> **INSTRUÇÕES DE TRABALHO**
Prossiga o texto sobre o envelhecimento humano, escrevendo a continuação logo após a última frase apresentada.

> **DOCUMENTO DE ORIGEM**
Uma pessoa de idade avançada pode ter mais saúde e agilidade mental que uma pessoa bem mais nova; uma pessoa pode ser vista como velha em determinada sociedade, e ser considerada relativamente jovem em outra sociedade.
O indivíduo é um conjunto complexo de órgão e células, funções, hábitos e reações diversas, entrelaçando-se o todo de maneira equilibrada. O homem é uno, sua vida é una: ela não se divide em períodos como a juventude, a maturidade, a velhice, mas continua e se transforma.
Cada um de seus elementos tem seu modo de viver, e, portanto, de evoluir e regredir. A noção de um limiar de envelhecimento varia e parece muito discutível.
A transformação insidiosa que fará do adulto um velho, se desenrola em várias dezenas de anos. Entretanto, do ponto de vista biológico, a maioria dos médicos modernos considera que o envelhecimento começa no fim do período de crescimento; a idade cronológica, que é útil conhecer, é, portanto insuficiente para determinar o estado de aptidões do indivíduo idoso e difere muitas vezes da idade biológica, a única que conta (sic)”.

> **EXTRATOS DE DADOS**
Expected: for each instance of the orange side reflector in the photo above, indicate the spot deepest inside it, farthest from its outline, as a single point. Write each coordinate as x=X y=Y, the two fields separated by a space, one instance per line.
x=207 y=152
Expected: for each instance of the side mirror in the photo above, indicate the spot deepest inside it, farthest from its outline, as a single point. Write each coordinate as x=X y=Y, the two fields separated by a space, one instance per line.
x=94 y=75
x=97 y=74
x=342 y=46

> **RESPOSTA DA TAREFA**
 “Velho” e “idoso” são dois termos quase sinônimos, por analogia, uma vez que o processo de envelhecimento afeta a todos, avança com a faixa etária de todos os viventes, mas de modos distintos em tempo e espaço.
Velho, porém, é um termo mais depreciativo, se visto na sua pura conotação unívoca, na consequente perda de sentidos e vigor.
Há idoso no seu quase pleno vigor e não há velho que não tenha experimentado a fraqueza orgânica visível.
(...)
pode-se dizer que o “envelhecimento caracteriza-se por uma modificação da estatura e do volume do corpo. Há uma diminuição das células ativas ou nobres e de um aumento dos tecidos de apoio chamados intersticiais.
As células e as fibras nervosas condutoras do influxo diminuem consideravelmente no cérebro. Compreende-se, então, que cada uma de nossas funções regride com o envelhecimento, uma vez que cada uma de nossas células é afetada por ele. Os órgãos do sentido despertam a atenção e dão o alarme relativamente cedo.
O olho perde, pouco a pouco, seu poder de acomodação, pois o cristalino se torna opaco e duro. A pupila se contrai com lentidão e reage mal aos estímulos luminosos. O ouvido envelhece, precocemente, tal que o olho”.
Ao falar sobre o idoso, o SESC mineiro foi mais complacente, diferenciando-o do velho e pontuando que “o idoso não pode deixar de ter ambição, deve plantar, aos 90 anos, árvores que levam 30 anos para crescer”.
A idade tem seus estágios, de tal sorte a cometer às pessoas uma classificação por critérios múltiplos e variados.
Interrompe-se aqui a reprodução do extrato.